What this task involves
Output only the lines below that start at the line containing "<point>484,170</point>" and end at the line containing "<point>80,286</point>", with both ends kept.

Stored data
Segment Open

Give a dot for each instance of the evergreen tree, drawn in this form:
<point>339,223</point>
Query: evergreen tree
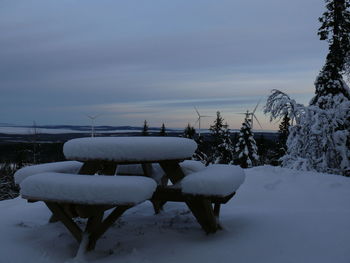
<point>320,140</point>
<point>217,129</point>
<point>162,131</point>
<point>283,134</point>
<point>225,150</point>
<point>189,132</point>
<point>222,147</point>
<point>330,86</point>
<point>145,129</point>
<point>246,149</point>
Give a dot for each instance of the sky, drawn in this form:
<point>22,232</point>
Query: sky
<point>136,60</point>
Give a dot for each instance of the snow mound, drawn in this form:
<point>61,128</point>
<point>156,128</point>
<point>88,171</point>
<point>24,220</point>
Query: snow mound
<point>129,149</point>
<point>187,166</point>
<point>217,179</point>
<point>88,189</point>
<point>57,167</point>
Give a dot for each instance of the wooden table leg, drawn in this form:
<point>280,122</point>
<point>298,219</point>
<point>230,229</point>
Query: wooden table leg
<point>203,211</point>
<point>61,215</point>
<point>200,207</point>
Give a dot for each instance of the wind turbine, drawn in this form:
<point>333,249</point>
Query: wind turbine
<point>251,115</point>
<point>199,120</point>
<point>92,118</point>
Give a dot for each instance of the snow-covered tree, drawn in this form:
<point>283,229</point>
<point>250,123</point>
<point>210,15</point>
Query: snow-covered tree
<point>320,139</point>
<point>224,151</point>
<point>335,28</point>
<point>162,131</point>
<point>331,89</point>
<point>145,129</point>
<point>279,105</point>
<point>246,149</point>
<point>283,134</point>
<point>222,146</point>
<point>189,132</point>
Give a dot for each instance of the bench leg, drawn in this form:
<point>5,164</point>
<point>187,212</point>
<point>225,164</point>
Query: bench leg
<point>59,213</point>
<point>95,227</point>
<point>203,212</point>
<point>217,209</point>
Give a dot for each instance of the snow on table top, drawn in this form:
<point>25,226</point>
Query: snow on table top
<point>58,167</point>
<point>88,189</point>
<point>129,149</point>
<point>217,179</point>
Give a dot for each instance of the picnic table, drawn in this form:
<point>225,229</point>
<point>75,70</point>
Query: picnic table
<point>103,155</point>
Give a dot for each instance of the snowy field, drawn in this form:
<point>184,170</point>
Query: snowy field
<point>278,216</point>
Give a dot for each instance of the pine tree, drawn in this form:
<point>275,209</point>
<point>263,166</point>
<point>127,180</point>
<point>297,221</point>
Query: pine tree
<point>162,131</point>
<point>246,149</point>
<point>330,86</point>
<point>283,134</point>
<point>217,129</point>
<point>189,132</point>
<point>145,129</point>
<point>224,153</point>
<point>320,139</point>
<point>222,147</point>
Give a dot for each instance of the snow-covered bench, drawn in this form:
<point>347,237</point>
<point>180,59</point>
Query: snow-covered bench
<point>87,196</point>
<point>72,167</point>
<point>213,185</point>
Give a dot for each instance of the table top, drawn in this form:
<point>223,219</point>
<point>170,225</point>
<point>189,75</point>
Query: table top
<point>129,149</point>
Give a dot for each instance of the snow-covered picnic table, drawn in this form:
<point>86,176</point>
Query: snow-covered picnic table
<point>94,190</point>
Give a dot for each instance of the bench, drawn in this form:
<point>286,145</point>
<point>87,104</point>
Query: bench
<point>211,186</point>
<point>87,196</point>
<point>71,167</point>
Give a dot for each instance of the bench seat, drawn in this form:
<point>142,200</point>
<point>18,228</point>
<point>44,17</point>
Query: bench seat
<point>88,189</point>
<point>214,180</point>
<point>72,167</point>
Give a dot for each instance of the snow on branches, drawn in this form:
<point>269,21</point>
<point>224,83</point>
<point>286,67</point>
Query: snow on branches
<point>246,148</point>
<point>279,104</point>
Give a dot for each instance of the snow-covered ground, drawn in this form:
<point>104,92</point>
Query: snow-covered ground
<point>278,216</point>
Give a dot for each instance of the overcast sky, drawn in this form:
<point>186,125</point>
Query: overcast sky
<point>133,60</point>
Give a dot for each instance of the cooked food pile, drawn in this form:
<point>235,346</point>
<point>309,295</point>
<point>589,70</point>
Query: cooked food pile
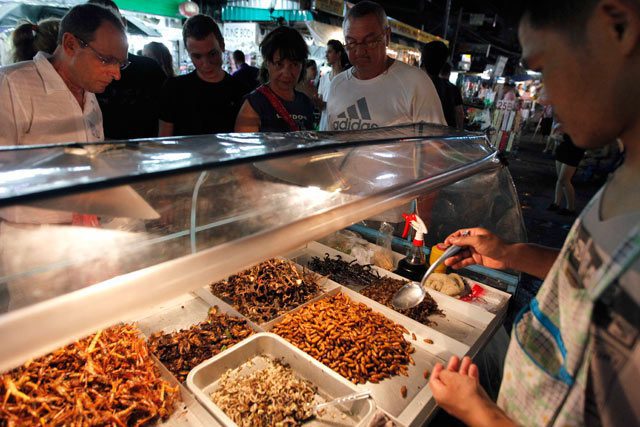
<point>350,338</point>
<point>273,396</point>
<point>383,290</point>
<point>183,350</point>
<point>267,290</point>
<point>345,273</point>
<point>449,284</point>
<point>105,379</point>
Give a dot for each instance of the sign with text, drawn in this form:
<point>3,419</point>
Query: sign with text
<point>240,35</point>
<point>334,7</point>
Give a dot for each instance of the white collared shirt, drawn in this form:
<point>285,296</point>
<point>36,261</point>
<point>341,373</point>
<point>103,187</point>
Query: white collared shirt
<point>37,107</point>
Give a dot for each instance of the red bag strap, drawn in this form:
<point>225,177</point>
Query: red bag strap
<point>277,105</point>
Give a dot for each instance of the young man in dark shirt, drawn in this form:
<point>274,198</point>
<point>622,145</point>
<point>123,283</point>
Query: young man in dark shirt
<point>206,100</point>
<point>434,58</point>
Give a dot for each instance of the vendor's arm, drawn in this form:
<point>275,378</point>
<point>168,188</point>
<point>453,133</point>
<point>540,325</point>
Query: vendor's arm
<point>248,119</point>
<point>485,248</point>
<point>457,390</point>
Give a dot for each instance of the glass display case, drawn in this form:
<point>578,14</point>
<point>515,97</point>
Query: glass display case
<point>97,234</point>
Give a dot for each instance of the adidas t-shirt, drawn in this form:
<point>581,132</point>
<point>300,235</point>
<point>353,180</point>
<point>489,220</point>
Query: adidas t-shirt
<point>402,94</point>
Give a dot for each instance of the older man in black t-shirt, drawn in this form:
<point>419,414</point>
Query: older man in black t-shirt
<point>206,100</point>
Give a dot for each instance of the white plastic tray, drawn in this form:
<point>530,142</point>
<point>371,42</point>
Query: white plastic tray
<point>204,379</point>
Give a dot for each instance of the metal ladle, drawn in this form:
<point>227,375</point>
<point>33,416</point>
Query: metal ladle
<point>413,293</point>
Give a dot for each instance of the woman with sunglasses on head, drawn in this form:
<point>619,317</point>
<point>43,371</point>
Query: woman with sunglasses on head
<point>276,106</point>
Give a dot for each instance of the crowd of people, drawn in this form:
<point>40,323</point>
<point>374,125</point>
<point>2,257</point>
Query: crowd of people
<point>574,351</point>
<point>138,96</point>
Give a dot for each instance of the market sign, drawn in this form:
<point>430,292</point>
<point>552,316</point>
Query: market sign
<point>189,9</point>
<point>239,35</point>
<point>406,30</point>
<point>156,7</point>
<point>335,7</point>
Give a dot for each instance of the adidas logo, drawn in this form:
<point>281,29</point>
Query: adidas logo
<point>353,118</point>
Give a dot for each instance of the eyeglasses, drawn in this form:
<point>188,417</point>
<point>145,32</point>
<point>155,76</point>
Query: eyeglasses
<point>367,44</point>
<point>212,54</point>
<point>106,60</point>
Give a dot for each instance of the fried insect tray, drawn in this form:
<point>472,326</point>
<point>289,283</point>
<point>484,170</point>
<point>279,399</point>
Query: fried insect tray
<point>324,286</point>
<point>204,379</point>
<point>418,405</point>
<point>463,322</point>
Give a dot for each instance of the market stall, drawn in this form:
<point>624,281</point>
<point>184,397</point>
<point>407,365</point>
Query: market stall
<point>185,257</point>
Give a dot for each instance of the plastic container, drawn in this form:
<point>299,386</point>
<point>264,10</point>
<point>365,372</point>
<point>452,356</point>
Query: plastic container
<point>203,379</point>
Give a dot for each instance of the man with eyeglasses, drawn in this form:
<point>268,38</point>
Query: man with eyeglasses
<point>208,99</point>
<point>377,90</point>
<point>51,98</point>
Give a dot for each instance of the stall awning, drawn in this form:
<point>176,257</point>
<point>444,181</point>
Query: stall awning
<point>167,8</point>
<point>235,13</point>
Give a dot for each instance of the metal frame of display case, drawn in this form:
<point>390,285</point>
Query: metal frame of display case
<point>42,174</point>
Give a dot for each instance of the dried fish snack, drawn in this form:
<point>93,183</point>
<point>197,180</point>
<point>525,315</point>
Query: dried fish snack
<point>343,272</point>
<point>183,350</point>
<point>385,288</point>
<point>271,396</point>
<point>350,338</point>
<point>104,379</point>
<point>267,290</point>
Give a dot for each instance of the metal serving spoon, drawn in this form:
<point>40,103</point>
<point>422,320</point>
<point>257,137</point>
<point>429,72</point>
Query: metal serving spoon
<point>413,293</point>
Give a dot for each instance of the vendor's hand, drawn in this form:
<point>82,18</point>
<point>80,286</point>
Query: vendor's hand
<point>480,246</point>
<point>457,389</point>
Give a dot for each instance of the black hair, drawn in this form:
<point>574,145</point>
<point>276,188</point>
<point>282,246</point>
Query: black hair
<point>339,47</point>
<point>434,56</point>
<point>160,53</point>
<point>288,42</point>
<point>199,27</point>
<point>560,14</point>
<point>238,56</point>
<point>111,5</point>
<point>84,19</point>
<point>366,8</point>
<point>29,38</point>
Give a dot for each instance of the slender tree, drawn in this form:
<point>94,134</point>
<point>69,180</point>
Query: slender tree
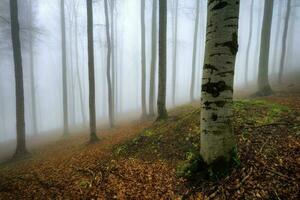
<point>64,67</point>
<point>217,138</point>
<point>196,29</point>
<point>284,40</point>
<point>143,60</point>
<point>161,100</point>
<point>175,31</point>
<point>32,69</point>
<point>92,104</point>
<point>153,58</point>
<point>249,41</point>
<point>19,88</point>
<point>264,87</point>
<point>108,68</point>
<point>113,57</point>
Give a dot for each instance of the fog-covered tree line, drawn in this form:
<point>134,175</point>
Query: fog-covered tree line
<point>74,65</point>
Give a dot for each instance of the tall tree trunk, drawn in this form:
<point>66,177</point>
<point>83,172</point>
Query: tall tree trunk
<point>113,66</point>
<point>175,30</point>
<point>108,69</point>
<point>264,87</point>
<point>161,100</point>
<point>192,89</point>
<point>284,40</point>
<point>77,70</point>
<point>19,88</point>
<point>32,74</point>
<point>92,104</point>
<point>143,60</point>
<point>277,38</point>
<point>153,58</point>
<point>64,68</point>
<point>249,42</point>
<point>217,138</point>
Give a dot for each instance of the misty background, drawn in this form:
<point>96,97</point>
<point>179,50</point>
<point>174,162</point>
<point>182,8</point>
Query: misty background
<point>45,26</point>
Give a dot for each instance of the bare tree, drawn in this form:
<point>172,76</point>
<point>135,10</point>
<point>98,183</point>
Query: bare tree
<point>264,87</point>
<point>64,67</point>
<point>161,101</point>
<point>19,88</point>
<point>249,42</point>
<point>217,138</point>
<point>92,104</point>
<point>153,58</point>
<point>196,29</point>
<point>108,69</point>
<point>175,31</point>
<point>284,40</point>
<point>143,60</point>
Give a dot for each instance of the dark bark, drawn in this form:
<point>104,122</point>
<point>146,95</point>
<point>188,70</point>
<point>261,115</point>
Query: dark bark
<point>19,88</point>
<point>92,104</point>
<point>162,57</point>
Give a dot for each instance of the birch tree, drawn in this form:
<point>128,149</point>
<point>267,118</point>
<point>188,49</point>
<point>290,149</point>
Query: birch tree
<point>175,32</point>
<point>143,60</point>
<point>264,87</point>
<point>92,104</point>
<point>162,54</point>
<point>19,88</point>
<point>249,41</point>
<point>64,68</point>
<point>153,58</point>
<point>217,138</point>
<point>196,30</point>
<point>284,40</point>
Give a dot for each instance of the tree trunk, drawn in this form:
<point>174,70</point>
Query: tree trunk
<point>217,138</point>
<point>284,40</point>
<point>153,58</point>
<point>161,100</point>
<point>19,88</point>
<point>92,104</point>
<point>192,90</point>
<point>113,67</point>
<point>264,87</point>
<point>108,69</point>
<point>249,42</point>
<point>143,60</point>
<point>32,74</point>
<point>64,68</point>
<point>175,30</point>
<point>77,70</point>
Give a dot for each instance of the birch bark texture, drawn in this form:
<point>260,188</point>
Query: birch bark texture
<point>92,103</point>
<point>19,88</point>
<point>153,58</point>
<point>217,138</point>
<point>264,87</point>
<point>64,67</point>
<point>162,57</point>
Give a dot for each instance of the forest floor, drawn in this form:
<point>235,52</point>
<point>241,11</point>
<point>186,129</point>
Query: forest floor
<point>142,160</point>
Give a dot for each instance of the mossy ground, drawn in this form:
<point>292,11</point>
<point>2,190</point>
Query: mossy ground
<point>142,160</point>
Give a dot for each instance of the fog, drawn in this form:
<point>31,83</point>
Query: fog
<point>45,26</point>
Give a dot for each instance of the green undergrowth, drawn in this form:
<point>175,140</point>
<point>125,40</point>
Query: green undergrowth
<point>176,140</point>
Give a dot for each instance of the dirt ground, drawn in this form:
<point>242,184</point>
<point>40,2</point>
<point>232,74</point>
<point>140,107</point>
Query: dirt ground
<point>140,160</point>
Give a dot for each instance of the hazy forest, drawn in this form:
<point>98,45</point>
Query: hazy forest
<point>150,99</point>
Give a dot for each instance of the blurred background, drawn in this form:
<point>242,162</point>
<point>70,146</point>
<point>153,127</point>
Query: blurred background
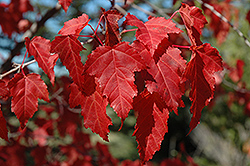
<point>51,138</point>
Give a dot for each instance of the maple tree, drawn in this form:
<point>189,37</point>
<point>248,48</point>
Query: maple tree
<point>149,75</point>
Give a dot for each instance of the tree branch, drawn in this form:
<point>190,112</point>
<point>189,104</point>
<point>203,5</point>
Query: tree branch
<point>17,67</point>
<point>225,20</point>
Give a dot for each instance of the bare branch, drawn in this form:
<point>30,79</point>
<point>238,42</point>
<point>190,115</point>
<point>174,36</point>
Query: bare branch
<point>17,67</point>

Segment Closed

Exercise response
<point>484,170</point>
<point>279,399</point>
Query: fried insect tray
<point>324,286</point>
<point>204,379</point>
<point>418,405</point>
<point>463,322</point>
Give a dot for each instance of the market stall, drawn in this form:
<point>624,281</point>
<point>184,397</point>
<point>407,365</point>
Query: market stall
<point>185,257</point>
Give a dot for each instance of the plastic container, drawn in this form:
<point>299,386</point>
<point>264,10</point>
<point>365,372</point>
<point>452,356</point>
Query: plastic container
<point>203,379</point>
Give a dot for each instance of the man with eyeglasses, drawn in this form:
<point>268,38</point>
Query: man with eyeglasses
<point>208,99</point>
<point>377,90</point>
<point>51,98</point>
Give a dot for each instance of the stall awning, drawn in this form:
<point>176,257</point>
<point>444,181</point>
Query: stall awning
<point>167,8</point>
<point>235,13</point>
Give a dot for each instance of the metal frame of display case, drawn in this form:
<point>390,285</point>
Query: metal frame of display case
<point>42,174</point>
Give a dot for each instance of the dried fish snack, drawn in this form:
<point>93,183</point>
<point>197,180</point>
<point>525,315</point>
Query: dried fish snack
<point>343,272</point>
<point>183,350</point>
<point>385,288</point>
<point>271,396</point>
<point>350,338</point>
<point>104,379</point>
<point>267,290</point>
Give a dot for each instance of the metal serving spoon, drawn in this form:
<point>40,103</point>
<point>422,320</point>
<point>257,137</point>
<point>429,72</point>
Query: metal serving spoon
<point>413,293</point>
Give a dot for each instance of the vendor's hand, drawn in this form:
<point>82,18</point>
<point>80,286</point>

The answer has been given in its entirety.